(Text)
Over €1 million awarded to RCSI from SFI for single cell imaging
RCSI University of Medicine and Health Sciences has received a nearly €1.2 million SFI infrastructure award to develop a high-resolution imaging system, with an automatic microdissection and single-cell sequencing facility.
The research infrastructure will provide new information on the molecular makeup of individual cells in complex tissues and structures, enable research towards personalised medicine and help in the development of novel diagnostics, therapeutics and biomaterials.
In addition to the SFI infrastructure award, the project is being established and co-funded by RCSI University of Medicine and Health Sciences.
“We would like to thank Science Foundation Ireland and all supporters of the application for marking this milestone for future single-cell analysis in Ireland,” said Professor Jochen Prehn, Head of the Department of Physiology and Medical Physics at RCSI and principal investigator for this award.
“Without the right instruments, conducting cellular research can be like trying to perform surgery while blindfolded. The new equipment will allow us to see cells in real-time and then analyse these through next-generation sequencing, which will help us increase our understanding of biological mechanisms at both cellular and tissue level.”
Using the new system, cells and tissues labelled with fluorescent markers will be scanned, and objects of interest identified by real-time image processing to trigger super- resolution imaging or laser microdissection and capture.
“This project will make more scientific discoveries possible for researchers in RCSI and in other institutions throughout Ireland. I would like to congratulate Professor Prehn and everyone involved for securing this important funding from Science Foundation Ireland,” said Professor Fergal O’Brien, RCSI Director of Research and Innovation.
“The funding will make it possible for researchers to image any biological sample of interest in 3D, which will be hugely beneficial in developing new biomaterials and therapeutics. I am confident that this fundamental science will lead to a variety of discoveries that will ultimately benefit the health of patients.”
Welcoming the award announcement, Dr Ruth Freeman, Director of Science for Society at Science Foundation Ireland said: “The SFI Research Infrastructure Call aims to build and sustain Ireland’s research infrastructure capacity. It is essential to support the high-quality, high-impact research that can significantly enhance our public services and enterprise competitiveness. As well as helping to attract, train and retain top research talent, improving such research assets will also lead to positive societal impacts and improved health outcomes in Ireland.”
Professor Jochen Prehn and Dr Heiko Düssmann led the application from RCSI, which was widely supported by researchers across the country from UCD, TCD, UCC, DCU and NUIG, as well as the pharmaceutical industry involved in the FutureNeuro Centre at RCSI.
The award will be embedded in the research infrastructure of the SFI Future Neuro Centre, and it will be used by researchers in other centres and networks, such as the AMBER SFI Centre and Precision Oncology Ireland.
This instrumentation is further high-end equipment in RCSI’s portfolio to serve the Irish research community, help leverage funding and attract highly qualified researchers.

(To do)
1 > According to the article about RCSI's imaging award, how much did RCSI receive in the SFI infrastructure award?
2 > From the article about RCSI's imaging award, quote word for word the stretch from "Professor Jochen Prehn and" through "Precision Oncology Ireland.".

(Entries shown)
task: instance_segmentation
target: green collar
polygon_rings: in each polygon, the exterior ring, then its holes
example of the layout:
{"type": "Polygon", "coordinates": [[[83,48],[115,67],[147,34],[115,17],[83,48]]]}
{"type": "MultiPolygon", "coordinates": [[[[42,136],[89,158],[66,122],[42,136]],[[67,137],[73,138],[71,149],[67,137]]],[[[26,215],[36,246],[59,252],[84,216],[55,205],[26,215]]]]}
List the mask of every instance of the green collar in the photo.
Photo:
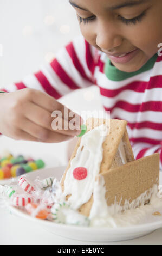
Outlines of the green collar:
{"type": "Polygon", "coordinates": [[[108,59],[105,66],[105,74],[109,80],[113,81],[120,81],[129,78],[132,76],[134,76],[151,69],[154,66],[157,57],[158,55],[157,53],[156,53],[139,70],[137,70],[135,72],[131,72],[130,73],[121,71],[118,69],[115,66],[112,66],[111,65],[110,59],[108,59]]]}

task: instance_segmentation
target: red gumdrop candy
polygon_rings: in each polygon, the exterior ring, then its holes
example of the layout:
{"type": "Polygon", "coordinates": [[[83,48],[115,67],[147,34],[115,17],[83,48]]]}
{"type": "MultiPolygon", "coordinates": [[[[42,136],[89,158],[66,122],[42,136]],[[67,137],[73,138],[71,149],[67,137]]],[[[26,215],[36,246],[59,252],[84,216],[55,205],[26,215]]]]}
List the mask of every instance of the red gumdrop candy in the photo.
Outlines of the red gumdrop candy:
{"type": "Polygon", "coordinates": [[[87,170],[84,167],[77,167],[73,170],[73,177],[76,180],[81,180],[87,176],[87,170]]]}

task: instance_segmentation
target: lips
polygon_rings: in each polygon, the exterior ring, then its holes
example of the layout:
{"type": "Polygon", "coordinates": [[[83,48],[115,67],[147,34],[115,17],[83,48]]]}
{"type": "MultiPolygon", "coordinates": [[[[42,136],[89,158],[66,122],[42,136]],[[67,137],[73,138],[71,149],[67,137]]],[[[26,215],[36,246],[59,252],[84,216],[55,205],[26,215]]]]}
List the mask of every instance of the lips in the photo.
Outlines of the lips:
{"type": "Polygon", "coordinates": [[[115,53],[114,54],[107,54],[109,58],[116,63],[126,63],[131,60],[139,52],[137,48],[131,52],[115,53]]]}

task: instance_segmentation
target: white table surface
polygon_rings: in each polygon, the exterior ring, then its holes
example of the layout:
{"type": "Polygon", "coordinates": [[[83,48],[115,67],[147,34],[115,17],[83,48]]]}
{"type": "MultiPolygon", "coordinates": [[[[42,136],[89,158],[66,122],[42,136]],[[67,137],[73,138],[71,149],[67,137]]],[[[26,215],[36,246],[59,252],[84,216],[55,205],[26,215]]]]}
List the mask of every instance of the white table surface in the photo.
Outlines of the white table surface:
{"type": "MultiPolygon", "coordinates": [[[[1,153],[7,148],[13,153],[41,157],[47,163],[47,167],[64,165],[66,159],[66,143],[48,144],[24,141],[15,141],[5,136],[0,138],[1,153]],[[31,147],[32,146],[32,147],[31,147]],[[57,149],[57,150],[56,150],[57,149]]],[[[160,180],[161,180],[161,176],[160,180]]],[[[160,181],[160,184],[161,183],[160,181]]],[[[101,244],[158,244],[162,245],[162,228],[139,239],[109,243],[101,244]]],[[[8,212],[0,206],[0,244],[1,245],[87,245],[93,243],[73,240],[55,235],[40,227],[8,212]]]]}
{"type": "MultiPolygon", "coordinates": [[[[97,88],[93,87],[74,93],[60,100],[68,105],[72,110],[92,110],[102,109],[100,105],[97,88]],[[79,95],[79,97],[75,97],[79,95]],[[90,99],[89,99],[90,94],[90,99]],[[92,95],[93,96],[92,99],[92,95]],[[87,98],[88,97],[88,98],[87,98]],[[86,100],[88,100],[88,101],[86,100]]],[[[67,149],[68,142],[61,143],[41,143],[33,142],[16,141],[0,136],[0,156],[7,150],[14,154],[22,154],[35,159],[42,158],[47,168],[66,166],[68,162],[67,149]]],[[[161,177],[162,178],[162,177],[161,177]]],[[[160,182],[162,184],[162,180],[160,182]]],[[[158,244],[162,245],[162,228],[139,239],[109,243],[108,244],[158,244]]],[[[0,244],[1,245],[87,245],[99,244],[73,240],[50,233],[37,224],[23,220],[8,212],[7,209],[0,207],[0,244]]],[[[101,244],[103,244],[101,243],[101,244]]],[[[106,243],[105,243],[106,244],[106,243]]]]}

---

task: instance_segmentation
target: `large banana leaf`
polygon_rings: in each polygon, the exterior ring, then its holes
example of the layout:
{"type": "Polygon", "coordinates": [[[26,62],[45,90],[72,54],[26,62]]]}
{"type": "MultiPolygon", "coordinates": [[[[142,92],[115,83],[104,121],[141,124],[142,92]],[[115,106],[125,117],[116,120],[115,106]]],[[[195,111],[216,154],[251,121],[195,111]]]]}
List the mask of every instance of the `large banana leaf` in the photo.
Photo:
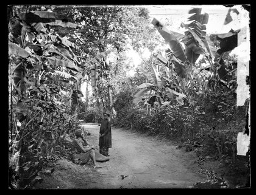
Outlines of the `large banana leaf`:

...

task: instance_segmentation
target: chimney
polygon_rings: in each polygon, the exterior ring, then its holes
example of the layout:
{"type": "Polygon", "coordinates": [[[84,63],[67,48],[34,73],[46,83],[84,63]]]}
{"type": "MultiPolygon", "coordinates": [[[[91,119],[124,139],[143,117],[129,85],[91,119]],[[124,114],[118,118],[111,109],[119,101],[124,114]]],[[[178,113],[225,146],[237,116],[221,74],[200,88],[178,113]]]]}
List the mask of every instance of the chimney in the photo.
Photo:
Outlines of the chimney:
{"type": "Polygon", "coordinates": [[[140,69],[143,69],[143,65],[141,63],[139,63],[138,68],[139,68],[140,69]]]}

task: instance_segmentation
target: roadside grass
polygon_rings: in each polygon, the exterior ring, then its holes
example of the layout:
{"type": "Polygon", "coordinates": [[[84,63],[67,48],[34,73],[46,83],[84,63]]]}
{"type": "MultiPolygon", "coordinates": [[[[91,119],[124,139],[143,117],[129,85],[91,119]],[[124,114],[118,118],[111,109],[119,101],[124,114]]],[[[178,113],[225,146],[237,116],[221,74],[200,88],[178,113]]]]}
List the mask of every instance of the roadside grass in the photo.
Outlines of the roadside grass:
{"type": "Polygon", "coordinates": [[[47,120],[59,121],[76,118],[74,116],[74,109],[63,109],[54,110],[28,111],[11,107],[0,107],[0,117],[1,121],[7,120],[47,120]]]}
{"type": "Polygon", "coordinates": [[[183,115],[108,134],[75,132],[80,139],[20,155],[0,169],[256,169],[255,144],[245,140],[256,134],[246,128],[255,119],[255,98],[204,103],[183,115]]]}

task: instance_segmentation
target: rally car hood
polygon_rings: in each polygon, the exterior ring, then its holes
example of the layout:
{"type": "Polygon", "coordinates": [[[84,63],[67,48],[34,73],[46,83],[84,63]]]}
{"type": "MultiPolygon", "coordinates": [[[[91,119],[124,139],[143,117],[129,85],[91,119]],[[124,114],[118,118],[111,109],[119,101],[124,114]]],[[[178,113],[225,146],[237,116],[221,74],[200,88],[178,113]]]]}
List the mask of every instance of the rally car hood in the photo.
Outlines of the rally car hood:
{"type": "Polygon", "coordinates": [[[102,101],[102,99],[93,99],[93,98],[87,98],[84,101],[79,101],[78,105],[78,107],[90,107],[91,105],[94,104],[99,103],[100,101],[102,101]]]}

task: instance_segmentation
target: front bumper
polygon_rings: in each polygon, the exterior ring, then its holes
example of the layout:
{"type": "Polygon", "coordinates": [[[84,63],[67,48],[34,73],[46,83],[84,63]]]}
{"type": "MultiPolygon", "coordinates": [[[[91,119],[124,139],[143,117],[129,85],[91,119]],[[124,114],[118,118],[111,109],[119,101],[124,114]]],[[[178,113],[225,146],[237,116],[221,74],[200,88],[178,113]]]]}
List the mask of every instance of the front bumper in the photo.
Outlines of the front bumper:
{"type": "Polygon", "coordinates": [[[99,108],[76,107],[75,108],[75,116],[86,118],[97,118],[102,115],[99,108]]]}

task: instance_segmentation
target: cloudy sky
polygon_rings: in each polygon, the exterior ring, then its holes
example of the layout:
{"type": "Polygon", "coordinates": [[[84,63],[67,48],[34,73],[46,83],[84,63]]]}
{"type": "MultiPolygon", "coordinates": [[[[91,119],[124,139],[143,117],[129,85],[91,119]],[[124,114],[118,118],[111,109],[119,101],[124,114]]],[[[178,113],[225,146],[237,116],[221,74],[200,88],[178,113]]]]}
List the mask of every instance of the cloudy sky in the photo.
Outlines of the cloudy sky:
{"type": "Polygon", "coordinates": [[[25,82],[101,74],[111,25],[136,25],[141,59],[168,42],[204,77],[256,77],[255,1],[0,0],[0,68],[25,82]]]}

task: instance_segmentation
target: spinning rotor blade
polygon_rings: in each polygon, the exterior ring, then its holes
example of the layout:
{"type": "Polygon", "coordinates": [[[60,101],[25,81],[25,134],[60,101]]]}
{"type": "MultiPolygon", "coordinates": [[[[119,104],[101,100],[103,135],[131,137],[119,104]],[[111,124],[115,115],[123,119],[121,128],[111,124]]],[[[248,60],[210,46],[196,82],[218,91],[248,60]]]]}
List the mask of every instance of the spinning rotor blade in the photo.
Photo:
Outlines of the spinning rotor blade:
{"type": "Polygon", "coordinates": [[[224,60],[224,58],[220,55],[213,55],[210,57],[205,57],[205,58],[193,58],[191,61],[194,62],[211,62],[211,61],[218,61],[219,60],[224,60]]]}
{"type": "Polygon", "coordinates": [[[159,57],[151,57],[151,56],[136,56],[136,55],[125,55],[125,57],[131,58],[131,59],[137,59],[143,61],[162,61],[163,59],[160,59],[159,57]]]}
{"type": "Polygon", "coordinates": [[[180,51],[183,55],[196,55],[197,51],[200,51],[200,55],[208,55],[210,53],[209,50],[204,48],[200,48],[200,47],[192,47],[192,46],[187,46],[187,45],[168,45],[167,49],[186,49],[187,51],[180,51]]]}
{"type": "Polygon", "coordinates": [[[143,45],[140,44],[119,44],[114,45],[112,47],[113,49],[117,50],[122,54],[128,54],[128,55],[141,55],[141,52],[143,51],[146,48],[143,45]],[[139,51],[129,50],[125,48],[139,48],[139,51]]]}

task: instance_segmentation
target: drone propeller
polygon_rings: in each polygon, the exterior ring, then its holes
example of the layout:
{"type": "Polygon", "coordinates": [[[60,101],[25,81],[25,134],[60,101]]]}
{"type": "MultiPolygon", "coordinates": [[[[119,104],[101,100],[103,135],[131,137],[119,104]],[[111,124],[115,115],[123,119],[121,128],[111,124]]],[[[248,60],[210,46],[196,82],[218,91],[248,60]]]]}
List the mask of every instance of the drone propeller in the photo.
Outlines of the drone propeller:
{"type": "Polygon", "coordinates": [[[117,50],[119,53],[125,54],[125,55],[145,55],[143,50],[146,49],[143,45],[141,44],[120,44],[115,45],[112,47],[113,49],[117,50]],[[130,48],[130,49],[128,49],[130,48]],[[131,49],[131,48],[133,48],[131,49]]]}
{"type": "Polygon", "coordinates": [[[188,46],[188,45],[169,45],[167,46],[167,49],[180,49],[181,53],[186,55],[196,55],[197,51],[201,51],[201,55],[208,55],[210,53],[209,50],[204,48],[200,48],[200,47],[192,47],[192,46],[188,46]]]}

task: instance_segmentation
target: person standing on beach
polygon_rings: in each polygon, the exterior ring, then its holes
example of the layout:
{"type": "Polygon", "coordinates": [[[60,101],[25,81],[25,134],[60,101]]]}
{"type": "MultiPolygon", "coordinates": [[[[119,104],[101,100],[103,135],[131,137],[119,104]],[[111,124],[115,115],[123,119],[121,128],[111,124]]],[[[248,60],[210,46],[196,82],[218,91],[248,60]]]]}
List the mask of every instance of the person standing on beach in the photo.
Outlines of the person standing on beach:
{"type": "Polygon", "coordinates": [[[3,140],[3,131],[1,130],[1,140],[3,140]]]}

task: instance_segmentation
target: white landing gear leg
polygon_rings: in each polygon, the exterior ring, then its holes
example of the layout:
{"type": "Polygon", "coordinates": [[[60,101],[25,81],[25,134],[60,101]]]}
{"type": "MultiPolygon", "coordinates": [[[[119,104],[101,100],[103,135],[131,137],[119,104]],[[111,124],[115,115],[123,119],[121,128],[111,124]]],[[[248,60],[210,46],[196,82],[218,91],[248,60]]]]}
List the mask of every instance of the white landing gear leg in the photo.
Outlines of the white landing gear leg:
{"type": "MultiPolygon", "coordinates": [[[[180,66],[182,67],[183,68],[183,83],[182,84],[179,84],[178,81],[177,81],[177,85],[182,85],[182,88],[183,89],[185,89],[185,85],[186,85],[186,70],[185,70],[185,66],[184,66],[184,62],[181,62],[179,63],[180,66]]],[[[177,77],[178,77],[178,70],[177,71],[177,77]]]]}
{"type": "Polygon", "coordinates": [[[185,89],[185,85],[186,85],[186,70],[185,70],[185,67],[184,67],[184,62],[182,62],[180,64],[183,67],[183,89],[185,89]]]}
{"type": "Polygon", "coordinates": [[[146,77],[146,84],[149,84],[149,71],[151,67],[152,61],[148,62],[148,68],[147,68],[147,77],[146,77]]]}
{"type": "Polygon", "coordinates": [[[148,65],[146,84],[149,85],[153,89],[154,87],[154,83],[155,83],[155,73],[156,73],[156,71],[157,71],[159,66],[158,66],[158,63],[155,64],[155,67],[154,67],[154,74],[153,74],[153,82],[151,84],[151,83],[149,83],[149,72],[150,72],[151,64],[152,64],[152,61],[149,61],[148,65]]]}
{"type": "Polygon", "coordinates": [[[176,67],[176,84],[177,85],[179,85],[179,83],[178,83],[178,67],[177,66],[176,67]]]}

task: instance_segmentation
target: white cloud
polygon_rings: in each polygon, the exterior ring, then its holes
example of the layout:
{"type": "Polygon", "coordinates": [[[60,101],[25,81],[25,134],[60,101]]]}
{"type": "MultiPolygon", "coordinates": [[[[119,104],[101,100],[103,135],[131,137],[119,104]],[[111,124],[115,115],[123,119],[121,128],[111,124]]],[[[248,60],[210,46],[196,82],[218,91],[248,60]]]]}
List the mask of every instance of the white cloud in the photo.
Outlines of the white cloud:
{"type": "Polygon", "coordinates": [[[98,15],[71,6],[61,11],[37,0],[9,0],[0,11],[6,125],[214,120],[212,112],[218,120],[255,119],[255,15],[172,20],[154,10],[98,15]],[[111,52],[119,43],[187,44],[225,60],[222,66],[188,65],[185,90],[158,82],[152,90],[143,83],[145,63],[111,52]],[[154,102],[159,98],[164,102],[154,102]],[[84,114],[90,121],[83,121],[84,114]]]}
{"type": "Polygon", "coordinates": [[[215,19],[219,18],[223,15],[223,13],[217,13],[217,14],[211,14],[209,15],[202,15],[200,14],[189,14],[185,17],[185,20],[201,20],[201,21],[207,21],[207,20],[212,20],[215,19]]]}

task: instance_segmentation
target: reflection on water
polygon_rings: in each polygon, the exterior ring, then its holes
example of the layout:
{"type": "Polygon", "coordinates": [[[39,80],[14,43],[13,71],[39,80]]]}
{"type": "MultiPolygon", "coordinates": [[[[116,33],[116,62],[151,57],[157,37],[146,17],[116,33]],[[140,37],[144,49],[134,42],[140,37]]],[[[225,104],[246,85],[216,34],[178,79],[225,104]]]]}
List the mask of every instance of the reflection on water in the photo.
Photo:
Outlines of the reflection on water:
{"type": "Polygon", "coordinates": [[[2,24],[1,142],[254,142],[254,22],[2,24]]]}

(Your written answers)
1 > Nearly €1.2 million.

2 >
Professor Jochen Prehn and Dr Heiko Düssmann led the application from RCSI, which was widely supported by researchers across the country from UCD, TCD, UCC, DCU and NUIG, as well as the pharmaceutical industry involved in the FutureNeuro Centre at RCSI.
The award will be embedded in the research infrastructure of the SFI Future Neuro Centre, and it will be used by researchers in other centres and networks, such as the AMBER SFI Centre and Precision Oncology Ireland.